══ QUOTED TEXT ══

The characters are fully voiced, and though not all actors are completely convincing, they certainly aren’t dreadful. Thankfully Champy himself sounds the most natural of all, even if some of the others can come across as if they’re trying to recite the lines from memory. The accompanying music is much better than the voices, and makes it a joy to progress through the story, reminding me of the orchestral soundtracks of the classic Tom & Jerry episodes. There’s not a silent moment throughout, and yet the music is never too bombastic to take attention away from what’s happening on screen.

Final Verdict

With so little challenge, Champy the Useless Vampire essentially feels like an interactive 90-minute animated movie you might have watched on a weekend afternoon as an elementary school kid – fun enough at that moment to pass some time, but nothing really mind-blowing or memorable beyond that. It’s an easy, cozy little game to play in between more demanding adventures, or perfectly suited for beginners in the genre or the kids of adult gamers. It’s entertaining enough to quickly breeze through once, with no brain-busters or moon logic to worry about here, but it’s hard not to be left thirsting for more when you reach the end all too soon.

Hot take


Champy the Useless Vampire is a very short and easy adventure game that won’t pose any challenge to the experienced gamer, but its charming cartoon presentation and cozy gameplay might mesmerize their kids enough to try out the point-and-click adventure genre.


  • Full voice acting and elaborate orchestral type soundtrack
  • Hand-drawn graphics reminiscent of Saturday morning cartoons
  • Built-in hint system to guide young or less experienced gamers along


  • Won’t pose any real challenge for veteran adventure gamers
  • No player control over the protagonist’s vampire ability
  • Very short, with the average run time of an animated movie

Johnny played Champy the Useless Vampire on PC using a review code provided by the game’s publisher.

═══
══ SUPPLIED MATERIAL ══

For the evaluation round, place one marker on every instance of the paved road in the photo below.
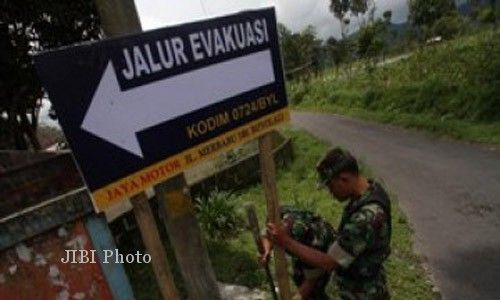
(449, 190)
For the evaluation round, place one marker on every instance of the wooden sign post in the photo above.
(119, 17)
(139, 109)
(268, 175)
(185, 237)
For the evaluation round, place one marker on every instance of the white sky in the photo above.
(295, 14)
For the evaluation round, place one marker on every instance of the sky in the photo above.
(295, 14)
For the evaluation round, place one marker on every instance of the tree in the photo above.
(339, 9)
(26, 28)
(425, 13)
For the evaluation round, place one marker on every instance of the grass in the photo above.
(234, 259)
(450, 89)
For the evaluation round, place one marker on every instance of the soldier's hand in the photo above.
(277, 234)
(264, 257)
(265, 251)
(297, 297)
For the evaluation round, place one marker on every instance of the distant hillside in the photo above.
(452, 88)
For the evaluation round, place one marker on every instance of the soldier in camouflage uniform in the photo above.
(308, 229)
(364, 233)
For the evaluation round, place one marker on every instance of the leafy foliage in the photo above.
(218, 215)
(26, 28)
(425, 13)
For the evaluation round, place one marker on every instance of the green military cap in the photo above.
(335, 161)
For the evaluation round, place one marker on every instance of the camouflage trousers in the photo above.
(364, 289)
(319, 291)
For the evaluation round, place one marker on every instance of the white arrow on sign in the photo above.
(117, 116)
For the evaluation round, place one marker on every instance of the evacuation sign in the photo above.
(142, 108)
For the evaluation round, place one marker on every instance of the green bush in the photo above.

═══
══ SUPPLIED MATERIAL ══

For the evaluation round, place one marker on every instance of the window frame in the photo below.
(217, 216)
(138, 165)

═══

COMPLETE THE FOLLOWING
1) What do the accompanying music's soundtracks remind the reviewer of, according to the game review?
2) Collect every line of the rows that contains the word "below".

THE RESULTS
1) The orchestral soundtracks of the classic Tom & Jerry episodes.

2)
For the evaluation round, place one marker on every instance of the paved road in the photo below.
For the evaluation round, place one marker on every instance of the window frame in the photo below.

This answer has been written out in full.